▶ [Provided text]
══════════════════════════════
He considers the idea of the big bang and an expanding universe to be the most important scientific discovery of the 20th century. Before this, scientists from Aristotle to Einstein considered the cosmos to be static and changeless, disconnected from the bustle of life on Earth. Questions about how stellar objects formed were considered meaningless or beyond the scope of science. But now we know the universe has a history, and Reeves considers himself to be a sort of cosmic historian. “I am fundamentally a nuclear physicist,” he says, “but the 100 or so chemical elements were formed as a result of nuclear reactions in stars. So my work is about trying to unravel how things went — the history of our origins.” He likes to point out that Earth and everything on it, including us, began as stardust.
══════════════════════════════
▶ [Stored data]
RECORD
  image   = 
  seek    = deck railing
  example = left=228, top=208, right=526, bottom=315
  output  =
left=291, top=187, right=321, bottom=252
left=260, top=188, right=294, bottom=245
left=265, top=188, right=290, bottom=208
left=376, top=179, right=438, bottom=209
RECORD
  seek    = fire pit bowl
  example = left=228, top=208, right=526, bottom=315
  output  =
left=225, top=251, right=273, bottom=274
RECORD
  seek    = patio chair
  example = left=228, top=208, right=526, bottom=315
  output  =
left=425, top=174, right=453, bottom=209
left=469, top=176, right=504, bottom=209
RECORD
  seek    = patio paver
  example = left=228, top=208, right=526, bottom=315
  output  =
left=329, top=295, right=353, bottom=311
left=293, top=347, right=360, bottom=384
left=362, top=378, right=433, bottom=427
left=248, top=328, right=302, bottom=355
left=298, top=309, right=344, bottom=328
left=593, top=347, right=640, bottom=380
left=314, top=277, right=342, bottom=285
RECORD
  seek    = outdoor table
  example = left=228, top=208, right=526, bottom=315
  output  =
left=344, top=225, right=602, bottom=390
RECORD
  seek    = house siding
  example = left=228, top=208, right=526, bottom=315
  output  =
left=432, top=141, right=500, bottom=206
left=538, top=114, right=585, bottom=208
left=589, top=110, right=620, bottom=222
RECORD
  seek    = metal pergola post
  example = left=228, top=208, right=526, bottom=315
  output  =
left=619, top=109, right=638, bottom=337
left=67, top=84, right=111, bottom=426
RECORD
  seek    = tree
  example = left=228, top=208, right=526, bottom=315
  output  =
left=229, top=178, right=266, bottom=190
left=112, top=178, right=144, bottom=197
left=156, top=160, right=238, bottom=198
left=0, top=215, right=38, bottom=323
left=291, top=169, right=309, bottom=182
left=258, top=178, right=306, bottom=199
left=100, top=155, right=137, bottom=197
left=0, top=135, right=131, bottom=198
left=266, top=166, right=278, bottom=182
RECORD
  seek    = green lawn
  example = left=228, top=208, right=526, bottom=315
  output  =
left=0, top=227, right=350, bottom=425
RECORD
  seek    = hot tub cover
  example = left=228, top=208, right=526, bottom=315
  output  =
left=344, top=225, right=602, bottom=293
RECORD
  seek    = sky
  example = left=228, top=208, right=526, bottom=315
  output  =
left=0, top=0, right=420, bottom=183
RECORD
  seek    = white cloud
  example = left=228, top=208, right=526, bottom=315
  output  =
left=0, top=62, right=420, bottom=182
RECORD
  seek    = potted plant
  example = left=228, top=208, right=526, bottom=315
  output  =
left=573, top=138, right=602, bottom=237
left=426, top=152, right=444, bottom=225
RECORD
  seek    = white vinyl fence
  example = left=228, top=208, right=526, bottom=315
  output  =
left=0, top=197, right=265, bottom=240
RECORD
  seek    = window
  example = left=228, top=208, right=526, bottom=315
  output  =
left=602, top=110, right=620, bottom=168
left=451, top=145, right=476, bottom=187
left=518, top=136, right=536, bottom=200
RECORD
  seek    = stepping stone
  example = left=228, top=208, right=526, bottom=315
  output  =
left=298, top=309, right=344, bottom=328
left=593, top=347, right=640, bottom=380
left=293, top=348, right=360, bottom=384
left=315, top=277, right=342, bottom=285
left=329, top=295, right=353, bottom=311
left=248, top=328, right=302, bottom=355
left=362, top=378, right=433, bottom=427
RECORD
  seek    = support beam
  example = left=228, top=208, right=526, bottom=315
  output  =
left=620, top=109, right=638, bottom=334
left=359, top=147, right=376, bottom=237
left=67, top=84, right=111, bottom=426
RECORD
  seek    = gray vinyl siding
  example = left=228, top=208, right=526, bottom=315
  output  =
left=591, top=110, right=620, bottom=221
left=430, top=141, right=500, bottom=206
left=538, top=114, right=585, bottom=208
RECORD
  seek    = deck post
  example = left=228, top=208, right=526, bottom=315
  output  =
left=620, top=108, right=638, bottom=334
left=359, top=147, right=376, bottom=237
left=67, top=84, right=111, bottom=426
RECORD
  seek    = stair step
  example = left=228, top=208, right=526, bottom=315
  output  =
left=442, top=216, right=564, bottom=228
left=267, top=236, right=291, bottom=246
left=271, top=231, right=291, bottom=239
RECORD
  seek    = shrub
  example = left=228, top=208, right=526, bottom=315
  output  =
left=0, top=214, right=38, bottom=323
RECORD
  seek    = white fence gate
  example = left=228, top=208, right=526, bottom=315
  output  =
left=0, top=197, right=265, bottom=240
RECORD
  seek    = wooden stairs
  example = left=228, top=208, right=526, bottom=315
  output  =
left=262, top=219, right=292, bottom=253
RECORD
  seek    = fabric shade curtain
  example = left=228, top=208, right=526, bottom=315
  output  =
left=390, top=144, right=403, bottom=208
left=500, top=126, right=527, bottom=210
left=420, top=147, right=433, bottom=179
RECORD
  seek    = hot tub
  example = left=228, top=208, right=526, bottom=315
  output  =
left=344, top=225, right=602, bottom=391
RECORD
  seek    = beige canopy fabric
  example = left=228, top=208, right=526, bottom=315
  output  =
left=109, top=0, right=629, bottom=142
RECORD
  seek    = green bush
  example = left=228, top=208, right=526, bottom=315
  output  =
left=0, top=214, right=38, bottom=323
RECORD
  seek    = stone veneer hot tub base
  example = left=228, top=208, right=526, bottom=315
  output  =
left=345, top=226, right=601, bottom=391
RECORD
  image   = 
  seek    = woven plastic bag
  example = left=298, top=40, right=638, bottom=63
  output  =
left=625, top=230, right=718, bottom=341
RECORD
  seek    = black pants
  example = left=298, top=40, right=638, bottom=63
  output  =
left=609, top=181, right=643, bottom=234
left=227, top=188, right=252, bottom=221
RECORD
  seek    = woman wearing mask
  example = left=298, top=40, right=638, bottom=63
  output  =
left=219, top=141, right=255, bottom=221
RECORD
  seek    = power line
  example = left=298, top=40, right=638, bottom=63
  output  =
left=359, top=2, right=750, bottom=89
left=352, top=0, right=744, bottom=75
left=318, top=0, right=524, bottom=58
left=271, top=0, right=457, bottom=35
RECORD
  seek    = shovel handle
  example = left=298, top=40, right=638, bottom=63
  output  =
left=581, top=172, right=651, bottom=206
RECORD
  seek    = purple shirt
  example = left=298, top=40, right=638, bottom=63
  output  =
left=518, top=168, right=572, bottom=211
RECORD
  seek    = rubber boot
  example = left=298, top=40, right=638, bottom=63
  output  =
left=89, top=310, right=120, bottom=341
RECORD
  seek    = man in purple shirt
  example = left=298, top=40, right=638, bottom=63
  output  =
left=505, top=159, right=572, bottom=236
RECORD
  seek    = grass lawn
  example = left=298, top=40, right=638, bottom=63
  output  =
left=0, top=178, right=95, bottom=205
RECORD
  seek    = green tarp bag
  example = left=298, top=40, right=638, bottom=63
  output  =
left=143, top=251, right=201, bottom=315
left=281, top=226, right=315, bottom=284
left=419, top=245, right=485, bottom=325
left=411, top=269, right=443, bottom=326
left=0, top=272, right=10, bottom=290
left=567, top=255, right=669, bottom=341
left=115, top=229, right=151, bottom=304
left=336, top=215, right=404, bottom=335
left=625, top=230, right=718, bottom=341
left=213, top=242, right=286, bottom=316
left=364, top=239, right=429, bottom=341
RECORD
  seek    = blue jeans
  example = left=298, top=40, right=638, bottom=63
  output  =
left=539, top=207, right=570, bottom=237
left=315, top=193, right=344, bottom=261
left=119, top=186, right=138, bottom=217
══════════════════════════════
▶ [How to complete this task]
Summarize the text about Reeves and the history of the universe in two sentences.

▶ [Result for this exercise]
Reeves regards the big bang and the expanding universe as the most important scientific discovery of the 20th century, whereas earlier scientists from Aristotle to Einstein saw the cosmos as static and changeless. A nuclear physicist who considers himself a sort of cosmic historian, he studies how the chemical elements formed through nuclear reactions in stars, and he points out that Earth and everything on it, including us, began as stardust.